======== GIVEN DATA

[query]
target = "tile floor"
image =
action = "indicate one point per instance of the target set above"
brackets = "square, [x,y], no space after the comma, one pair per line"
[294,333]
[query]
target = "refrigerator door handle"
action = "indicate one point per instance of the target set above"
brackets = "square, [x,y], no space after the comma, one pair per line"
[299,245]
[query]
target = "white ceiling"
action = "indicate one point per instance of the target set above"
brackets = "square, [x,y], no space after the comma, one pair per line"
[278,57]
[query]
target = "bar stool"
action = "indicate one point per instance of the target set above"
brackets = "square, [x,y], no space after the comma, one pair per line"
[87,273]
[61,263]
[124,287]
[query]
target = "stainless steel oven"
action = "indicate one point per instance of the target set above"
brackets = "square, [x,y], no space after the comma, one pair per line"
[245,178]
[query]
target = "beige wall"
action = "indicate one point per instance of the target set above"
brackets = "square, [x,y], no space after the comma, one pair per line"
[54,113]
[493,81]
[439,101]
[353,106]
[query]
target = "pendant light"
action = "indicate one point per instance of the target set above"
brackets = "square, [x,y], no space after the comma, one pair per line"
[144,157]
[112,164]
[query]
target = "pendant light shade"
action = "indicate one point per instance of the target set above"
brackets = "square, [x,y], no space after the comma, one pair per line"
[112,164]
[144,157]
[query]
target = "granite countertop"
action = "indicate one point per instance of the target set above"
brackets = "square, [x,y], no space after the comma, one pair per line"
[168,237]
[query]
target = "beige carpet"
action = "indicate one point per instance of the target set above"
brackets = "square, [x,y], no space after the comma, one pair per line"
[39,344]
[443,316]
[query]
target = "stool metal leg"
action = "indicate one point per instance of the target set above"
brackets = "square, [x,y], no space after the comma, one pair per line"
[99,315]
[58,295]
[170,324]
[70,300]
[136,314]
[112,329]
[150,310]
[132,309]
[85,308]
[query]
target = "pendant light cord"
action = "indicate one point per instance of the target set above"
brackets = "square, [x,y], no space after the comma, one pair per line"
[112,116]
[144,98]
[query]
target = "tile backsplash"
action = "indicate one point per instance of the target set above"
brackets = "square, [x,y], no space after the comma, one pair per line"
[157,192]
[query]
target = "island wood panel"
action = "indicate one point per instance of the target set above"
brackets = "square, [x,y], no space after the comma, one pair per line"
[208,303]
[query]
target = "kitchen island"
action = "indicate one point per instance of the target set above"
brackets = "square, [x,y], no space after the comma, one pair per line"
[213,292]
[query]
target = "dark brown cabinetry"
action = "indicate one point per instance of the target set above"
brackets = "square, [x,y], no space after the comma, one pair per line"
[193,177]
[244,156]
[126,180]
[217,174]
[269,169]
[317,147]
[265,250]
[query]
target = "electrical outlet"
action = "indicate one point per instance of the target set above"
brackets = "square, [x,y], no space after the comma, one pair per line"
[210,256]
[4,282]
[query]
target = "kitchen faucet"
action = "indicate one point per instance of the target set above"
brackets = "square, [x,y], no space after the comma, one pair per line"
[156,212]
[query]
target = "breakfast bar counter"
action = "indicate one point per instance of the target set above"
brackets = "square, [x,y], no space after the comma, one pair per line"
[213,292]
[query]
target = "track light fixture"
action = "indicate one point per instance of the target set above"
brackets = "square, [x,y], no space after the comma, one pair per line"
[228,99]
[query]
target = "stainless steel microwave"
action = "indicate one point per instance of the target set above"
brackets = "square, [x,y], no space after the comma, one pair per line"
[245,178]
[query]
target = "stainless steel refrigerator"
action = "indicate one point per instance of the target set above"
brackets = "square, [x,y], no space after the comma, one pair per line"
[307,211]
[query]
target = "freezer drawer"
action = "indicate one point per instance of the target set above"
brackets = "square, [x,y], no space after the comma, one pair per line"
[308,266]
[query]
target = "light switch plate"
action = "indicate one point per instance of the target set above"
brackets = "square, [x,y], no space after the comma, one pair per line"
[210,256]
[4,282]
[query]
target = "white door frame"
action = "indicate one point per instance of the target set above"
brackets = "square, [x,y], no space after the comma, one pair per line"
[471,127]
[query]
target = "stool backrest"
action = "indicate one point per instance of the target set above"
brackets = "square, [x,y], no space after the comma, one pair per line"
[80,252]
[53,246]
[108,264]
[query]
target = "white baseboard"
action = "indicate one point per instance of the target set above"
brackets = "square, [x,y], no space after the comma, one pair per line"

================

YOUR INSTRUCTIONS
Write out every entry exactly as given.

CORRECT RESULT
[query]
target = "tile floor"
image =
action = "indicate one point per instance of the target set above"
brackets = "square, [x,y], no space after the comma, one pair per line"
[294,333]
[query]
target = "refrigerator door handle"
action = "indicate one point per instance of the target set above"
brackets = "square, [x,y], no space after the comma, one pair per line"
[299,245]
[query]
target = "white ceiling"
action = "indicate one point per instance of the target set above"
brackets = "square, [x,y], no space after the comma, one pair per line"
[278,57]
[query]
target = "bar stool"
action = "indicate one point per instance of the target set above"
brackets = "square, [x,y], no space after the comma, one pair per line"
[87,273]
[61,263]
[124,287]
[query]
target = "stainless steel oven"
action = "indicate one point per instance of the target set above"
brackets = "square, [x,y], no space after the comma, one pair per line"
[245,178]
[query]
target = "beige wall"
action = "indicate one point per instance of the target set above"
brackets = "square, [x,y], no space after the comma, one pair per line"
[54,113]
[493,81]
[439,101]
[353,106]
[query]
target = "pendant light"
action = "indicate one point per instance of the target set above"
brackets = "square, [x,y], no space after the comma, one pair per line"
[144,157]
[112,164]
[query]
target = "pendant light shade"
action = "indicate one point per instance of the target set above"
brackets = "square, [x,y], no space after the comma, one pair per line"
[112,164]
[144,157]
[query]
target = "granite countertop"
action = "indicate one point per instance of the target set above"
brackets = "square, [x,y], no space after the comma, one pair per line"
[168,237]
[query]
target = "beige carpet"
action = "indicate one point per instance of the target set above"
brackets = "square, [x,y], no space after the comma, one pair per line"
[39,344]
[443,316]
[query]
target = "stool metal leg"
action = "indicate one point per instance of the target set above"
brackets = "square, [x,y], no space after the comma, one pair per line"
[99,315]
[58,295]
[170,324]
[70,300]
[136,314]
[112,329]
[150,310]
[132,309]
[85,308]
[query]
target = "pendant light cord"
action = "indicate one point per instance of the target set above"
brackets = "square, [x,y], no space after the comma, one pair per line"
[112,116]
[144,98]
[query]
target = "tile backsplash"
action = "indicate one point per instance of the target set above"
brackets = "square, [x,y], no space after the comma, one pair per line"
[157,192]
[query]
target = "island wood panel"
action = "indicate one point per instance of the target set above"
brackets = "square, [x,y], no space after the comma, one pair per line"
[208,303]
[query]
target = "kitchen island"
action = "indicate one point per instance of the target set above"
brackets = "square, [x,y], no space after the comma, one pair per line"
[213,292]
[query]
target = "dark brown cabinetry"
action = "indicate one point per instance of the target set above"
brackets = "square, [x,y], no space after the comma, one pair per line"
[193,177]
[244,156]
[126,180]
[217,174]
[269,169]
[317,147]
[265,250]
[query]
target = "electrical outlet"
action = "indicate one point per instance of the target set above"
brackets = "square, [x,y], no space after the comma, one pair per line"
[210,256]
[4,282]
[query]
target = "kitchen faucet"
action = "indicate one point per instance of the target set above"
brackets = "square, [x,y], no space after the comma, one pair per line"
[156,212]
[query]
target = "breakfast bar counter"
action = "indicate one point per instance of the target set above"
brackets = "square, [x,y], no space after the comma, one pair per line"
[213,292]
[query]
target = "track light fixture"
action = "indicate one point per instance of the target set above"
brackets = "square, [x,y], no space after the comma, one pair per line"
[228,99]
[query]
target = "stainless steel microwave"
action = "indicate one point per instance of the target set above"
brackets = "square, [x,y], no space after the comma, one pair per line"
[245,178]
[query]
target = "stainless steel refrigerator"
action = "indicate one point per instance of the target set above"
brackets = "square, [x,y], no space after the comma, one pair per line"
[307,211]
[query]
target = "freezer drawer"
action = "indicate one point per instance of the target set above"
brackets = "square, [x,y], no space after the comma, one pair per line"
[308,266]
[query]
target = "light switch plate"
action = "indicate one point per instance of the target set above"
brackets = "square, [x,y], no space after the comma, one pair per line"
[210,256]
[4,282]
[query]
target = "white door frame"
action = "indicate one point per instance of the target set above"
brackets = "square, [x,y], no space after the comma, one pair per line"
[471,127]
[query]
target = "stool backrest"
action = "indicate one point per instance of the target set above"
brackets = "square, [x,y], no space after the comma, one pair per line"
[80,252]
[53,246]
[108,264]
[query]
target = "white baseboard"
action = "indicate one point per instance of the target set above"
brackets = "square, [x,y], no space after the comma, one pair per line"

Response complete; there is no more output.